▸ **WHAT THE EXERCISE ASKS**:
Pick up the winter journal from Vermont after its final sentence and keep writing.

▸ **SOURCE EXTRACT**:
Falling Ice

In the night, ice slides off our back roof and breaks our porch railing. I discover this in the morning while I’m carrying out the stove ashes, cautiously looking for one of the neighborhood skunks.

The broken railing doesn’t even register as an annoyance. While I’m making coffee, I think this over. Just a few years ago, I would have brooded on the broken wood, resentful of the expense of money and time to repair this piece of our house. Now, I think merely, That can be repaired.

There’s a lesson here, I think, on this mundane Thursday morning. Of all the broken things in my life — inevitably, in all our lives — a snapped piece of wood hardly matters. For years, I saw the accumulation of disrepair, from a loose coat peg to a leaking roof, as sure evidence that my family life was unfolding. A year into the pandemic, a broken railing is evidence of warming nights. Repair, and move on.

From Leland Kinsey’s poem “Winter Stay in a Peat Bog”

Sunday Sweets

Skiing through the town forest yesterday, I ducked beneath sap lines. The sugarbush there is tapped and ready for the sap to run. I’m ready, too.

For years, our family sugared, and February began weeks that turned around the season and sap flow. We had no weekend. We had no days off. So now, on Sundays, I (mostly) fold up my laptop and lean into family.

One (small) silver lining of the pandemic is the pleasure of a single donut: peach, flower, poppy seed.

Ten degrees and sunny. Perfect for ice skating.

Here

I’m here —

the snow falling.

― Issa

Strangers

A stranger comes into my office and tells me about the guesthouse he might want to build in ten years or so. Then he stops and asks rhetorically, Who am I kidding? I don’t know what will happen this summer.

I say (through my mask), Really, what might happen next week?

There’s a moment before we both laugh. What else could we do?

Driving home, through this gorgeous Vermont scenery — white snow sprinkled on blue mountains, enormous red barns, pretty clapboard villages with church spires the highest manmade mark — I think how lucky I was to travel a lot as a kid and in my twenties. So much camping, so much washing of hair beneath spigots. And yet, everything is just weird. Maybe this will change by the summer; maybe not.

Dataset records:
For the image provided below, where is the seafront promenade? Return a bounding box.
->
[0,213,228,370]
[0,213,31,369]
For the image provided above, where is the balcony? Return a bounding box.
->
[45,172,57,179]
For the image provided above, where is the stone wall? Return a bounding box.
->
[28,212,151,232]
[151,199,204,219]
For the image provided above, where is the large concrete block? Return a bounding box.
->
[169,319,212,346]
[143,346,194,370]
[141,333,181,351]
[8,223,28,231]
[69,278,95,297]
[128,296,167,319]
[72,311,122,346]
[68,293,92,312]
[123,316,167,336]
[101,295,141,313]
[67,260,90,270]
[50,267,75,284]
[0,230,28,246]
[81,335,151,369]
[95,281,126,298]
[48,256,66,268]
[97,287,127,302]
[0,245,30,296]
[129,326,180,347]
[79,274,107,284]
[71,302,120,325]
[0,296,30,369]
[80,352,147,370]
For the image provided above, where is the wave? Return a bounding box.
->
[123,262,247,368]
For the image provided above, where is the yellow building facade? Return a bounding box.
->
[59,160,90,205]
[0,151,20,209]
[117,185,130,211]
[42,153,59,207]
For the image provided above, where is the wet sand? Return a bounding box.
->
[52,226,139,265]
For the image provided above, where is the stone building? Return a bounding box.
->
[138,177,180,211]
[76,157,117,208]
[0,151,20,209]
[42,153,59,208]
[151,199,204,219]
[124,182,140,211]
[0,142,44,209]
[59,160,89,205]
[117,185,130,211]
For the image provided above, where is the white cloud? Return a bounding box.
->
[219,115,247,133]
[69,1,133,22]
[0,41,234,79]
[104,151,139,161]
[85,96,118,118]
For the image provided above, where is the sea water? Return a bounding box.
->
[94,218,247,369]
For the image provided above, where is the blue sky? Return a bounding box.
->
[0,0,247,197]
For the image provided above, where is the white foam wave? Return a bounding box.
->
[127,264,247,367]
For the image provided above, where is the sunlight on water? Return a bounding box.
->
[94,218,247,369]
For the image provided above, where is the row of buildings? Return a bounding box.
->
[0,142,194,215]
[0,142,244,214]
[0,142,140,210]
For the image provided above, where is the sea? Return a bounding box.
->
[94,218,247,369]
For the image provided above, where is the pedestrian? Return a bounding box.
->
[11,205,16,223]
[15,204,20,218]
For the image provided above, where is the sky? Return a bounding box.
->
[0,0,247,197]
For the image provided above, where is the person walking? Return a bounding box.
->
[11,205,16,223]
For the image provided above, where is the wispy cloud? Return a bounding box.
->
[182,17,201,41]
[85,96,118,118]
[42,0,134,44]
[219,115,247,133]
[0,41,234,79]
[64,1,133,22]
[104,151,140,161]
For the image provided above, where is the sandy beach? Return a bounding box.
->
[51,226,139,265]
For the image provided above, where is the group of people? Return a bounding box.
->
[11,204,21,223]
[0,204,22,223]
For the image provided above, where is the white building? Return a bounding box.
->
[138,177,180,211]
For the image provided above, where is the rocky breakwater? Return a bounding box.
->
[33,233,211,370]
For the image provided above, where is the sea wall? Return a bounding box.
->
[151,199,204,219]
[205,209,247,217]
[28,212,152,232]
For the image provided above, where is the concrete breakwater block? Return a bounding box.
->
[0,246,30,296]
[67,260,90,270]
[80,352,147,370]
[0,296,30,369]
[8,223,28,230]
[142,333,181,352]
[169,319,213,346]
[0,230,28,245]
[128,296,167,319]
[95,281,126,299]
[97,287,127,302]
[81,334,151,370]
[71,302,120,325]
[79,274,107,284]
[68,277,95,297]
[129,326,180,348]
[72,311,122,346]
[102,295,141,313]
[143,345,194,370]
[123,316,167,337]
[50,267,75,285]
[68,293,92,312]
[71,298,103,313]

▸ **TASK OUTPUT**:
At dinner, my daughter tells me about an elderly couple who stopped their car while she was walking and asked for directions to the high school. She said they told her they were on their way to get vaccines, and they waved happily to her as they drove off.

Listening, for some reason I remember an old word from novels I read as a child: Godspeed.

Thinking of that couple, I thought, Godspeed. Thinking of all of us, I thought, Godspeed.

And here’s inspiring news of an ancient shell.

Tuesday

When I step out to start my daughter’s car before she heads to work this morning, a very light snow is falling, flakes drifting in the light from the kitchen window.

Last year, I would have been headed to Burlington through the snow, driving through whatever the weather might have tossed at me. This year, I’m headed a far shorter distance up a back road.

In my twenties, I lived in Washington state for a few years, on the western side, in the Cascade mountains. The mountains were beautiful, the people kind, but I missed the heart of winter, the drama of Vermont’s swinging seasons. On mornings like this, I sometimes wonder what the heck I was thinking. In February, so many Vermonters draw in — even pre-pandemic — hibernating at our hearths against the winter.

For a moment longer I stand shivering. In the village below, only a few lights glow. A milk truck drives along Route 14.

Then I head back in to make more coffee. My daughter yawns and packs her bag for work. She asks me, Remember the smell of rain?

Yes, I say. I do.

Photo by Gabriela

Sweet Day

All day on my oldest daughter’s birthday, I remember that this was the day I became a mother. The day is imbued with a rosy holiness, transforming the everyday world of mundane things — a laundry basket, a cheese grater, a dutch oven — into pieces of our miraculous life. Parenting is a long, long road — there’s no doubt about that — the world would be unimaginable without this road.

At the end of a very long labor with this baby, I saw myself descending deeper and deeper into a dark, stone-lined well, my arm outstretched, reaching for my baby who I knew was somewhere down at the well’s bottom.

This child was born at the very end of the 20th century, in contemporary Vermont. Modern medicine made her life possible, and certainly saved my own, too. Every year, when I’m grateful for this young woman’s life, I remember the strangers who brought her into the world.

Happy February.

Border Crossings

On inauguration eve, I dream of wandering through my childhood hometown and wake thinking of the November morning four years when I woke early and realized I would have to tell my daughters that Donald Trump won the presidency.

Four years seems so long ago — far longer ago than my own childhood of the 1970s when not all that much seemed to happen.

As I lie in bed reading about the Vikings — these ancient, fascinating people — snow drifts down outside, twinkling in my neighbor’s porch light. She’s up, too, as are my neighbors across the street, all three of our houses awake this morning long before dawn. In a different world, I’d pull on my coat and slip into my boots, walk through those unshoveled inches of fresh snow, and offer a piece of coffee cake my daughter baked.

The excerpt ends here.